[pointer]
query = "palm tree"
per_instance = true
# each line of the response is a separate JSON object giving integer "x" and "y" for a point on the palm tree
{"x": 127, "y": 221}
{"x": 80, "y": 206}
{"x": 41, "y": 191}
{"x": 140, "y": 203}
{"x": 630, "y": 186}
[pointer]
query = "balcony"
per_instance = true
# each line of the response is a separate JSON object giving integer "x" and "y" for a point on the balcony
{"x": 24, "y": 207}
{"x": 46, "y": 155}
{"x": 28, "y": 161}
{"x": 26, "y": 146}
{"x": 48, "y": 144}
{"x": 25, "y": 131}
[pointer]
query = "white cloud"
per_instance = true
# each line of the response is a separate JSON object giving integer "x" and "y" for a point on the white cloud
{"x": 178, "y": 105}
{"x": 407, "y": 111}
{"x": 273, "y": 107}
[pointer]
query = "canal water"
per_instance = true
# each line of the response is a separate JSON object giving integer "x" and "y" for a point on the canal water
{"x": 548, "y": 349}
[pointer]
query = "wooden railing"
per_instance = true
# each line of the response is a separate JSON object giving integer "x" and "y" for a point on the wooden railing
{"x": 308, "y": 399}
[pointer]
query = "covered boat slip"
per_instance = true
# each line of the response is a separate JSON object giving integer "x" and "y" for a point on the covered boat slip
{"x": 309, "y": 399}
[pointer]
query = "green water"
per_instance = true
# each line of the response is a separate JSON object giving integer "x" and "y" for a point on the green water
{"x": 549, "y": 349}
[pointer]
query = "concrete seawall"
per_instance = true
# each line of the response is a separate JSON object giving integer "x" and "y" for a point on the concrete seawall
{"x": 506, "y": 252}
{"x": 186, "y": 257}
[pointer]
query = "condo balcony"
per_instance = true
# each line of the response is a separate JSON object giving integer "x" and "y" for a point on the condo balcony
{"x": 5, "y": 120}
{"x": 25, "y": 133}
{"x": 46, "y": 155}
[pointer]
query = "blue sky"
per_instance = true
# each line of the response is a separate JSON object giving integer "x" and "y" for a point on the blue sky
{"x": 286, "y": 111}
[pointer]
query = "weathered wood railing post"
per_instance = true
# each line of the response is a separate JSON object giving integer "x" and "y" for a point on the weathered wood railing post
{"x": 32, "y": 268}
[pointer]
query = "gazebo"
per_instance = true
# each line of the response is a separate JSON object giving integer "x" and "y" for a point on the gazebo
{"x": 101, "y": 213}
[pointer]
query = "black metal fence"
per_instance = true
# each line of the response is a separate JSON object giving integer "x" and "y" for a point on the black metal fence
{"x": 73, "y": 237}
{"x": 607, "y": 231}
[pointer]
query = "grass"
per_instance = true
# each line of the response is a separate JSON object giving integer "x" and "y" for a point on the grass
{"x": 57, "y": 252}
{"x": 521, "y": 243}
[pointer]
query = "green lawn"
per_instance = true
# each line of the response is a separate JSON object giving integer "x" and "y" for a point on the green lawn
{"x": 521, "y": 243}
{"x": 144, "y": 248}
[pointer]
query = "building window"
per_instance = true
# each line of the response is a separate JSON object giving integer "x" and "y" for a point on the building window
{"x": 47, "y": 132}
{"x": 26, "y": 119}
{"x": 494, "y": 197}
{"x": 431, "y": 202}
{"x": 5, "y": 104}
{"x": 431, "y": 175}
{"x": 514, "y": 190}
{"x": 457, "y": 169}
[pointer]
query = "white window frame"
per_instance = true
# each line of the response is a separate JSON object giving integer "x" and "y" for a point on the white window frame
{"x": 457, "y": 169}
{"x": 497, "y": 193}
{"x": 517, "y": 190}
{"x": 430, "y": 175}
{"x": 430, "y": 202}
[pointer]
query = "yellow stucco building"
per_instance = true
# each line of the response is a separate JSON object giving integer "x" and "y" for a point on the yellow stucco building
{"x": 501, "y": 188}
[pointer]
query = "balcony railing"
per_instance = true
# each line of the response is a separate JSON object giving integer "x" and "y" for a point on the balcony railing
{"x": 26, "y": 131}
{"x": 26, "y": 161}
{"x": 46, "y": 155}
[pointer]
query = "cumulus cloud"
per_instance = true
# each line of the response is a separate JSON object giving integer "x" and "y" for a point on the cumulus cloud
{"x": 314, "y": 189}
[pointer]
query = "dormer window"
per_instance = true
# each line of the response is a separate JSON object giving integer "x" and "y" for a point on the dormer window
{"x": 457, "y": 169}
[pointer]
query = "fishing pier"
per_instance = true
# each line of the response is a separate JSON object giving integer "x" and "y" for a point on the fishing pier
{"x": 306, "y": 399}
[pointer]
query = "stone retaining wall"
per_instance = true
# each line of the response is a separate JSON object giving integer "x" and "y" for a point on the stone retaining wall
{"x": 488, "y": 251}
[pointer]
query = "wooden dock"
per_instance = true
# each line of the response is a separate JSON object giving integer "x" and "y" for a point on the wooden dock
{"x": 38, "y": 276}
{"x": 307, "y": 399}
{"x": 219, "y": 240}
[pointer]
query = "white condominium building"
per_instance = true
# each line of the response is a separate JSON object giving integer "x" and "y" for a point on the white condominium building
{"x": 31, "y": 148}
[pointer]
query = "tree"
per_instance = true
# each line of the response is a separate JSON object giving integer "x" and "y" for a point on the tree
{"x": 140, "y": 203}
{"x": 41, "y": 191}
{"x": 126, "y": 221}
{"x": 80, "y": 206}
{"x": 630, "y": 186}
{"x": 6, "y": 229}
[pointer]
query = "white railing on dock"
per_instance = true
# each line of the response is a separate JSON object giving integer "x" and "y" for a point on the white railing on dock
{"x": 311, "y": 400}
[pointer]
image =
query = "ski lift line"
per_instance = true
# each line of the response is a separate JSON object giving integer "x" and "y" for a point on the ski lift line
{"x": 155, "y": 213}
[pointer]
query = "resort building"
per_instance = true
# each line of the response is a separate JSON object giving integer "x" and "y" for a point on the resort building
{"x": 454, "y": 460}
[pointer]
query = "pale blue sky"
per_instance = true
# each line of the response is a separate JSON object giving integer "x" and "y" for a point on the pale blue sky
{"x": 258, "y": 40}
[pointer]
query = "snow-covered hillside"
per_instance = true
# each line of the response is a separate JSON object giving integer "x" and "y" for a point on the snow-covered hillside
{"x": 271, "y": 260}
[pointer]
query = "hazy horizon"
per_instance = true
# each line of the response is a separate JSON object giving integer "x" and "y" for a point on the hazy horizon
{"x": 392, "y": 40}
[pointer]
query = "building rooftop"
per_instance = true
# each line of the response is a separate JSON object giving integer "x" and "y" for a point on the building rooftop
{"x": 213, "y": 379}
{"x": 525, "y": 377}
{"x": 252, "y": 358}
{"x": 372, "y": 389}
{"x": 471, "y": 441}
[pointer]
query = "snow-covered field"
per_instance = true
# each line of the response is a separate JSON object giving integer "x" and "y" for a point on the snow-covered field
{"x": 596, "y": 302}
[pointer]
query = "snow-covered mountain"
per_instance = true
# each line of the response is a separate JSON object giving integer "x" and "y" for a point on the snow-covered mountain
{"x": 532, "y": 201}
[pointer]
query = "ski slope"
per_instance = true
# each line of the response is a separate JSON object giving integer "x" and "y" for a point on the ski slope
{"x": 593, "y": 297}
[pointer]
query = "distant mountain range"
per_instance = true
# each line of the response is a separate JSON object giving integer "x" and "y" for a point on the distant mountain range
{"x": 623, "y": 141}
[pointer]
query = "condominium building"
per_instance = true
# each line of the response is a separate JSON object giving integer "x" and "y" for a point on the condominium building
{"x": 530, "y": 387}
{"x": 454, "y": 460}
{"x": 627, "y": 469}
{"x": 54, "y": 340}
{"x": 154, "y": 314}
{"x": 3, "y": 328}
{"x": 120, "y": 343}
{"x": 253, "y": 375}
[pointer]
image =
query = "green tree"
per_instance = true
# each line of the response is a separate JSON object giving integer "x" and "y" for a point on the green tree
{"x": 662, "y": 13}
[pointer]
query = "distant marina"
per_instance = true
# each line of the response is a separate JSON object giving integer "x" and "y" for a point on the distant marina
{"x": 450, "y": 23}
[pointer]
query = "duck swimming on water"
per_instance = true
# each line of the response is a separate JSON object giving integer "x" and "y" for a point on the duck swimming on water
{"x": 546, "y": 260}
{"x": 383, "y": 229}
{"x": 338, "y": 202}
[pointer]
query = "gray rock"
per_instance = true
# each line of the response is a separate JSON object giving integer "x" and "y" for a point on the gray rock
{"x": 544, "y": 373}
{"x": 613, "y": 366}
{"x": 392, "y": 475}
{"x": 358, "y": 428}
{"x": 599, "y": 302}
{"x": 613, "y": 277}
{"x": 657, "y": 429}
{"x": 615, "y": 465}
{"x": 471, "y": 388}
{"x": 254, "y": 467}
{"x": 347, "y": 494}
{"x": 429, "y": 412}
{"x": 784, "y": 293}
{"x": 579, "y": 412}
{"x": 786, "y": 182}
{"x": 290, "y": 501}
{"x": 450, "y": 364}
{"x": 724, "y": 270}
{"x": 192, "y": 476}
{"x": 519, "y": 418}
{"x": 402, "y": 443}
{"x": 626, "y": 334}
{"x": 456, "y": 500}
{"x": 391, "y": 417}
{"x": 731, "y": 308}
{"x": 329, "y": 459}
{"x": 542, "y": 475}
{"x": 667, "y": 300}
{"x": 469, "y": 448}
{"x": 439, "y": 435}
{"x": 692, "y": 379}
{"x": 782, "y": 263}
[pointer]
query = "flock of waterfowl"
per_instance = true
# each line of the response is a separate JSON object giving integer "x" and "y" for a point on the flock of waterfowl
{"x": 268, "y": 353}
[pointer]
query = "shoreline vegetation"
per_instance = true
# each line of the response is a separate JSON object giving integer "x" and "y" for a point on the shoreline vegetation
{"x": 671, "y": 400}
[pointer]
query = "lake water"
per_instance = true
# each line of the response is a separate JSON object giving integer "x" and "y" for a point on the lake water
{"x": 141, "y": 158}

===============

### GIVEN REQUEST
How many lines in the records above contain the string "shoreline"? Reply with the number alone.

### RESULT
2